*Text for analysis:*

Mesenchymal stem cells derived from a person's fat cells may help repair kidney damage caused by narrowing blood vessels, Mayo Clinic research has discovered. The research by Stephen Textor, M.D., and his team is published in Kidney International.
Mayo Clinic Center for Regenerative Medicine and the National Institutes of Health supported this first-in-human study to determine if stem cells could restore function to a kidney injured by blocked blood vessels. The Center for Regenerative Medicine prioritizes new therapies that can be adopted by the practice.
"The surprising discovery was the degree of measurable increase in blood flow despite the main vessel occlusion. The changes in blood flow, oxygenation and function suggest that small vessels are being formed or reopened in the kidney after stem cell therapy," says Dr. Textor.

*Data:*
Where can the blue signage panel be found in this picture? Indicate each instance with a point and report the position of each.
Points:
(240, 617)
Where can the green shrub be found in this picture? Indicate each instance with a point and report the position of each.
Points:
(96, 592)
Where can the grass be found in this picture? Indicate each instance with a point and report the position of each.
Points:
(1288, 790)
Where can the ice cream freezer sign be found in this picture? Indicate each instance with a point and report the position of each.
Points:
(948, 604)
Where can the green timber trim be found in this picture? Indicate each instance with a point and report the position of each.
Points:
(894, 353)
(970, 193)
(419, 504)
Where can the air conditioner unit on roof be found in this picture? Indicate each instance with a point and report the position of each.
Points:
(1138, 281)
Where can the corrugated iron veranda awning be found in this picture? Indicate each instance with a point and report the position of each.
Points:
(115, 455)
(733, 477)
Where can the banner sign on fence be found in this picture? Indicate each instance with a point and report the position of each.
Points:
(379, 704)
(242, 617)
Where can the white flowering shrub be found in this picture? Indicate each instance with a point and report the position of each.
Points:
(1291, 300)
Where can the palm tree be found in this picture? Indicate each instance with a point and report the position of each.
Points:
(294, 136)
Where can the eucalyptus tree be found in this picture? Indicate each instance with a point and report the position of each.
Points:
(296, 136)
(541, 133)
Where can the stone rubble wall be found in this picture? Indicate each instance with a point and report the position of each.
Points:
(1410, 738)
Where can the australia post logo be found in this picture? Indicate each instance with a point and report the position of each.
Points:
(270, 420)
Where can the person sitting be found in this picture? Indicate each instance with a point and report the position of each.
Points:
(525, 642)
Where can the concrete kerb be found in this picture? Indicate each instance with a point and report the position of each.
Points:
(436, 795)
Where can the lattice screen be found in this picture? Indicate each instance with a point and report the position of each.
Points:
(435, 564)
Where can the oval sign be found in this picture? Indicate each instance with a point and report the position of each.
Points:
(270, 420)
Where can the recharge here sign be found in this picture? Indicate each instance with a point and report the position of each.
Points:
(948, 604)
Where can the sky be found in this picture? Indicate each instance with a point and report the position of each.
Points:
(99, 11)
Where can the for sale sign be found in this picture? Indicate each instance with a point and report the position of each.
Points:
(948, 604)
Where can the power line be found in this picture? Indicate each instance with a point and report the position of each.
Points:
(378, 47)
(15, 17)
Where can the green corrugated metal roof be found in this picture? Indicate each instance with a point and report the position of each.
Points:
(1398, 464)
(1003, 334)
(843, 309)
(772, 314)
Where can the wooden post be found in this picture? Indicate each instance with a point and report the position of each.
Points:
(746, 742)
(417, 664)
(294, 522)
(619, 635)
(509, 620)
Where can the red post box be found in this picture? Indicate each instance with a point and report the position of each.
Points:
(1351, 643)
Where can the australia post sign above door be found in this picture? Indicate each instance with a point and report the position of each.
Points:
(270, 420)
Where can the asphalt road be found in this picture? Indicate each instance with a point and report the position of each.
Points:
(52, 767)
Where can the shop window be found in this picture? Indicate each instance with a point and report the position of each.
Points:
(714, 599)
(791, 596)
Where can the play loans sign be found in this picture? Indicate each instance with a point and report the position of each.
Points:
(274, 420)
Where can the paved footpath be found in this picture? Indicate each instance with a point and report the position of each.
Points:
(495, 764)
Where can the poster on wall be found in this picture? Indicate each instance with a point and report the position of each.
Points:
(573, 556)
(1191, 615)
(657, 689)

*Exercise tasks:*
[1] Decide whether each statement below agrees with the text on stem cells and kidney damage. Answer yes or no, and quote the words of the text that settle it.
(a) The research was published in Kidney International.
(b) The stem cells used came from a person's bone marrow.
(c) The National Institutes of Health supported the study.
[2] Using the text on stem cells and kidney damage, answer each question briefly:
(a) Who led the research team?
(b) What does the Center for Regenerative Medicine prioritize?
(c) What did Dr. Textor call the surprising discovery?

*Your responses:*
[1]
(a) Yes: "The research by Stephen Textor, M.D., and his team is published in Kidney International."
(b) No: "Mesenchymal stem cells derived from a person's fat cells"
(c) Yes: "Mayo Clinic Center for Regenerative Medicine and the National Institutes of Health supported this first-in-human study"

[2]
(a) Stephen Textor, M.D.
(b) New therapies that can be adopted by the practice.
(c) The degree of measurable increase in blood flow despite the main vessel occlusion.